#### [Texte d'étude]
>>

D’après une étude récente de l’Université de Stanford :
Lors d’un test, 72 % des Américains n’ont pas su faire la différence entre un deepfake et une vidéo réelle.
64 % des sondés ont déclaré qu’ils partageraient une information générée par IA si celle-ci correspondait à leurs valeurs.
Les campagnes de désinformation sont devenues des armes : ciblées, automatisées et puissantes.
2. 1er usage massif des deepfakes : la politique
Les deepfakes ne sont pas nouveaux, mais leur dangerosité s’est accrue depuis 2025 :
En mai, un faux discours de Biden a provoqué une panique sur les marchés avant d’être démenti.
En juin, une fausse confession de l’armée israélienne est devenue virale, déclenchant la colère mondiale.
En Inde, des images de manifestations modifiées par IA ont été utilisées contre des opposants politiques.

<<

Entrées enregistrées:
>>

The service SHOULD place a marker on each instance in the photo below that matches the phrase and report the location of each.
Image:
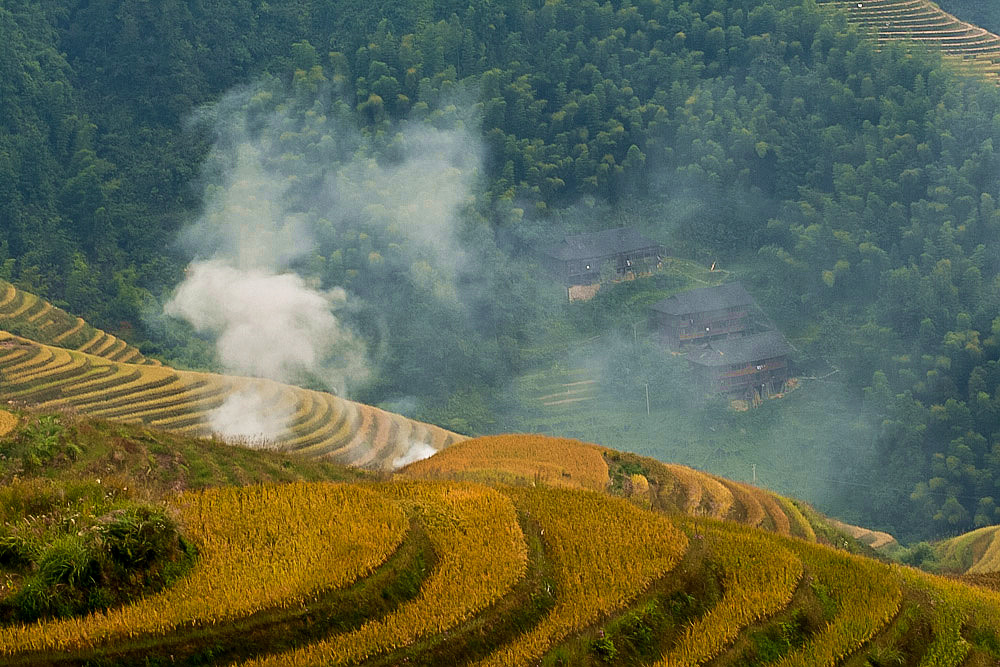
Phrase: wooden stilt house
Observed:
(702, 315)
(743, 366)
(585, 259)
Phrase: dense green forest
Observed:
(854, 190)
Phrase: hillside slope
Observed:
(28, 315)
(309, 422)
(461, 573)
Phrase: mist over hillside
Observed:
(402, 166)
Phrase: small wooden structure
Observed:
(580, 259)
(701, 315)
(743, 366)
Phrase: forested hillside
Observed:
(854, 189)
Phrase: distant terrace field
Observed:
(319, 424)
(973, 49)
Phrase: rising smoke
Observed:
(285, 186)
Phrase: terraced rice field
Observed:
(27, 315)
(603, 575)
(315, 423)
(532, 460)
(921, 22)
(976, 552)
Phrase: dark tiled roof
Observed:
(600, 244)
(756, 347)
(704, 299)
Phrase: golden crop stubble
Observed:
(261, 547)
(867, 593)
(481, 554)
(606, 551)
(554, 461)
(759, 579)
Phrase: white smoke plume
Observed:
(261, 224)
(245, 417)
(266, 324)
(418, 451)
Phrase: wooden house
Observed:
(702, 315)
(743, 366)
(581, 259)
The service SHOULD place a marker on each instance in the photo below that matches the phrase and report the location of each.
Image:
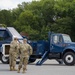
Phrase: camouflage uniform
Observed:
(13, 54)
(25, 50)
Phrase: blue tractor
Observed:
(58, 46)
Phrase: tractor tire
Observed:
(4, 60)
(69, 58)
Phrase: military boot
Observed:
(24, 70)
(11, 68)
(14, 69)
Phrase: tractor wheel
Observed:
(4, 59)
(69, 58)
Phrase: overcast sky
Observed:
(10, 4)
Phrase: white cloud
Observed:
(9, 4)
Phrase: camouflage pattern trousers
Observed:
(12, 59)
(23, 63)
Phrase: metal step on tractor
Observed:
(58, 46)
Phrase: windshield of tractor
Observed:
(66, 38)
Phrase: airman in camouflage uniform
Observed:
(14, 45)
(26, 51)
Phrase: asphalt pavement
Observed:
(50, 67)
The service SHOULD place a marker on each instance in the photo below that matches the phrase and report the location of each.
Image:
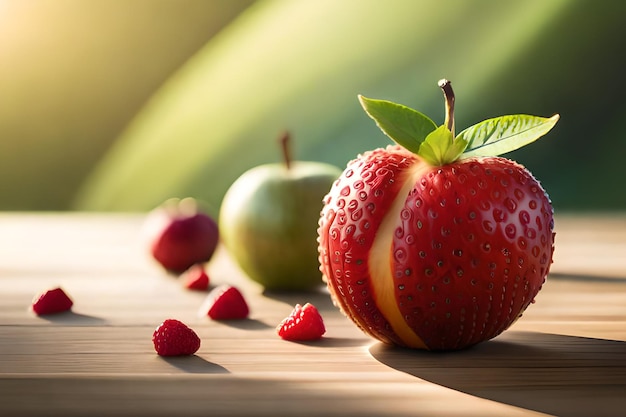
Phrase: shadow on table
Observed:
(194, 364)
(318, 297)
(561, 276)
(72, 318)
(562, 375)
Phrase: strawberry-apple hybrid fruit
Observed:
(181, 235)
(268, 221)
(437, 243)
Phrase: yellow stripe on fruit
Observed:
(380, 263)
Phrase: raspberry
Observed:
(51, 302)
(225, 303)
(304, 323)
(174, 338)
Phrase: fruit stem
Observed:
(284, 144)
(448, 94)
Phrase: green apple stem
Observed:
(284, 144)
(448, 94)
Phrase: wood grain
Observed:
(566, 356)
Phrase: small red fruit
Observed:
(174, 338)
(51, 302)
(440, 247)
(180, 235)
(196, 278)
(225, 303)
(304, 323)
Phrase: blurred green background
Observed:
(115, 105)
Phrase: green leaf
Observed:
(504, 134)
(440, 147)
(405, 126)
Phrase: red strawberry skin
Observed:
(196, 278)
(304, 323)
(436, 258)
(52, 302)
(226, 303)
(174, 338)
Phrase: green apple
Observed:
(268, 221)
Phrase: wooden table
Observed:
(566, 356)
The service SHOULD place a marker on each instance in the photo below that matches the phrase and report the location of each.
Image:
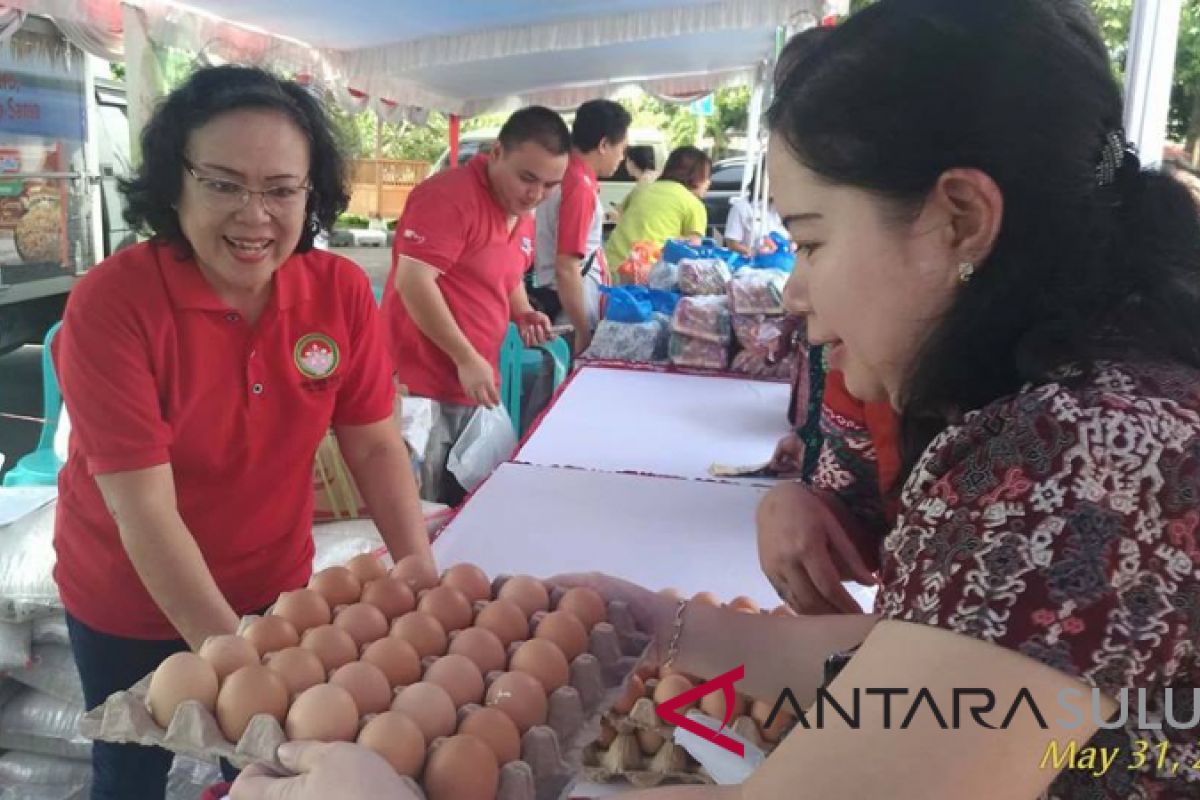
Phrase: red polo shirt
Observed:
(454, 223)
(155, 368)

<<
>>

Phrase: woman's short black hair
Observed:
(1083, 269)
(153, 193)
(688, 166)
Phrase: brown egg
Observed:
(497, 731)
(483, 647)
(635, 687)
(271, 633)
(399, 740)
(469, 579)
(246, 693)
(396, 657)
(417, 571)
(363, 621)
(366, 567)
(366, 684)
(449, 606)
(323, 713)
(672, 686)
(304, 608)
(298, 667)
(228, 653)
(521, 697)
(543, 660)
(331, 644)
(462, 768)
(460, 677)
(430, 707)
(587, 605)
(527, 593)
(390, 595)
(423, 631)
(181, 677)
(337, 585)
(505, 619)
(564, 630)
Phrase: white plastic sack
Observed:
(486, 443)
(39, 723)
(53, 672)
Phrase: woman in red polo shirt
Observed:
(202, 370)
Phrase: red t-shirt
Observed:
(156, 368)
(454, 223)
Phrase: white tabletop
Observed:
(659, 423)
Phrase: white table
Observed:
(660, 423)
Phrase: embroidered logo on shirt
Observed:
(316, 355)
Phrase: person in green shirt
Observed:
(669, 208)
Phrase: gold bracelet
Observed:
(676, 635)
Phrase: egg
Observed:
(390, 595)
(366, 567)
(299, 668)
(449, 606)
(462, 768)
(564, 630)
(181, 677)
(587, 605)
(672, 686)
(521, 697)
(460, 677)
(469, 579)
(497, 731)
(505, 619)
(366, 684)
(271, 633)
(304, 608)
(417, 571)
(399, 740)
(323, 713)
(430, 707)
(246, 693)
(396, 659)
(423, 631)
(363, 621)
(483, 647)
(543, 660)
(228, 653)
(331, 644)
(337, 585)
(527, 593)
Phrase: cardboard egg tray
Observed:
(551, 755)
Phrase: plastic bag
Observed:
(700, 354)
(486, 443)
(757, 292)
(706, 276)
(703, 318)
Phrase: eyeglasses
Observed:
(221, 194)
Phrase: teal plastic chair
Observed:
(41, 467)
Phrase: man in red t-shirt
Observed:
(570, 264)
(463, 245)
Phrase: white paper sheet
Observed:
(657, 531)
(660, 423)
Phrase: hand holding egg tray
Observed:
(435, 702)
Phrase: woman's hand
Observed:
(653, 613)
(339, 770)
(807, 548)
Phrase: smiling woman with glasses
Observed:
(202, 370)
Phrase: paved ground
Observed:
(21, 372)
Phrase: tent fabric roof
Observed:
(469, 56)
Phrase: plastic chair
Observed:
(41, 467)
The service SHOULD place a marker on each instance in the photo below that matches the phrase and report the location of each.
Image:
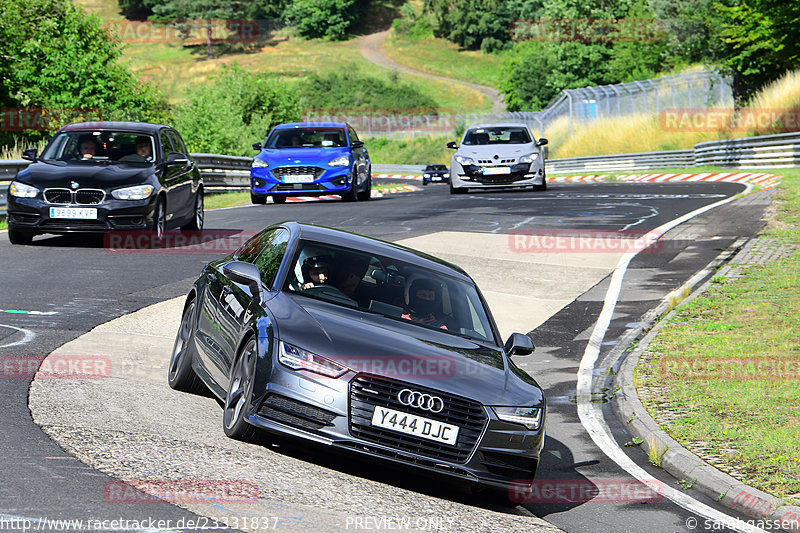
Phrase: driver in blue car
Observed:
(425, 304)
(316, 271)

<<
>>

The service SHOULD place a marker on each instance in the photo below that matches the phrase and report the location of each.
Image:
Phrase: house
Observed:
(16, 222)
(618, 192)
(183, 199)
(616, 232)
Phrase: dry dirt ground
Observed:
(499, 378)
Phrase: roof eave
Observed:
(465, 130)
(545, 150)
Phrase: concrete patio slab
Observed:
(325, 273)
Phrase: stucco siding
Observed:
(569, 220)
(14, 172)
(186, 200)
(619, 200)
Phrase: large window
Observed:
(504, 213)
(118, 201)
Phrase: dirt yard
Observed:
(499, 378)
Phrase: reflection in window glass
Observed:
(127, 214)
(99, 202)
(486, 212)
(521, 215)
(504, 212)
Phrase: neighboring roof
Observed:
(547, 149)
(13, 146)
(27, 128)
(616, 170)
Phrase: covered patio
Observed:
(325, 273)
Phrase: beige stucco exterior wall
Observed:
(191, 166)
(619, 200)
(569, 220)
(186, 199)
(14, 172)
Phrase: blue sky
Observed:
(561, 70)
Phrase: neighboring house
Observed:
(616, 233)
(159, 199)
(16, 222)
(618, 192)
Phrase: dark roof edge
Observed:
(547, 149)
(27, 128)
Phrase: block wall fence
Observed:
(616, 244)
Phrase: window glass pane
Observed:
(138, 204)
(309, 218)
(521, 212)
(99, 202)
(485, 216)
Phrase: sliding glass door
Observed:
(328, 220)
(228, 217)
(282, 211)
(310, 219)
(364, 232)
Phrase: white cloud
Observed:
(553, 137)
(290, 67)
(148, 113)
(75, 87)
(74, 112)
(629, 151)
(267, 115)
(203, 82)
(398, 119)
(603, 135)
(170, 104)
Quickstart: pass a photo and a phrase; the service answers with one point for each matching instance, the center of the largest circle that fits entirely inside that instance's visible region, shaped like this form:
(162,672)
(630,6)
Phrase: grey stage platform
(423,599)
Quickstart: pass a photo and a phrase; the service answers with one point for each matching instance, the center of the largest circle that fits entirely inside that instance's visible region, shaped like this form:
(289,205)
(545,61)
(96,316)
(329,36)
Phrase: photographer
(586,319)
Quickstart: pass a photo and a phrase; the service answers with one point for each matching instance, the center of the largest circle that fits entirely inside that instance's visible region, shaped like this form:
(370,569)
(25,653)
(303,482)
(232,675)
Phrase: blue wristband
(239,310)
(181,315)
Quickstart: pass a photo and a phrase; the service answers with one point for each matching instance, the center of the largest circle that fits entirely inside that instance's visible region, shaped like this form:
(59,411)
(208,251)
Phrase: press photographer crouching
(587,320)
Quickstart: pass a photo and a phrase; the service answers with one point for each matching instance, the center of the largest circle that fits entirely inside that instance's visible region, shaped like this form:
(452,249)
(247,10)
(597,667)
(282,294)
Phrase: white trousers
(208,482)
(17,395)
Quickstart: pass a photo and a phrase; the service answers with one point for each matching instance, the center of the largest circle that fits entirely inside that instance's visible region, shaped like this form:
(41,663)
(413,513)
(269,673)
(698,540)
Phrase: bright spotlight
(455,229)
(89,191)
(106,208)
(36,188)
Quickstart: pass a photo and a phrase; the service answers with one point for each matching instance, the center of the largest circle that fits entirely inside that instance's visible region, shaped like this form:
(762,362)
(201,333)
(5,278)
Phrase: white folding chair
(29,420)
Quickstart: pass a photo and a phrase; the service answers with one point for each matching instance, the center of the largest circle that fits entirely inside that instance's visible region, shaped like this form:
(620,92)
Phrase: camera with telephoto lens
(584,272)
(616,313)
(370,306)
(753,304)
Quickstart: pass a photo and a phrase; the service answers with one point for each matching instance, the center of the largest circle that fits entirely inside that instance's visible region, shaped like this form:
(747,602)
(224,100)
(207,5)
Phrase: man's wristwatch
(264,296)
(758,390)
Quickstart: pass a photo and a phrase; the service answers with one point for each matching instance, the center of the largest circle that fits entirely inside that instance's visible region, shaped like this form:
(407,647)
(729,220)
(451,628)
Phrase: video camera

<<

#### [Objectif de la tâche]
Poursuivez le texte sur les deepfakes et la désinformation à partir de sa dernière phrase.

#### [Réponse à la tâche]
Ce ne sont pas de simples canulars : ce sont des outils de persuasion capables de manipuler l’opinion, de semer le chaos et de diffuser largement des informations trompeuses.
3. La guerre de l’info sur les réseaux sociaux
Des plateformes comme TikTok, Meta et X affirment lutter contre la désinformation. Mais sont-elles vraiment capables de gagner cette bataille ?
Le nouveau « label contenu IA » de Meta peut être contourné avec de simples ajustements.
X utilise des notes communautaires, mais souvent publiées trop tard.
D’après TechCrunch, TikTok échoue à détecter 43 % des contenus deepfake.
Les équipes de modération ne peuvent pas suivre le rythme des progrès fulgurants de l’IA.
Cela crée un « décalage de détection » : les contenus frauduleux touchent des millions de personnes avant d’être repérés, parfois plusieurs heures plus tard.
4. La confiance s’effondre
La confiance dans les gouvernements, les médias, et même entre citoyens, s’érode en Occident.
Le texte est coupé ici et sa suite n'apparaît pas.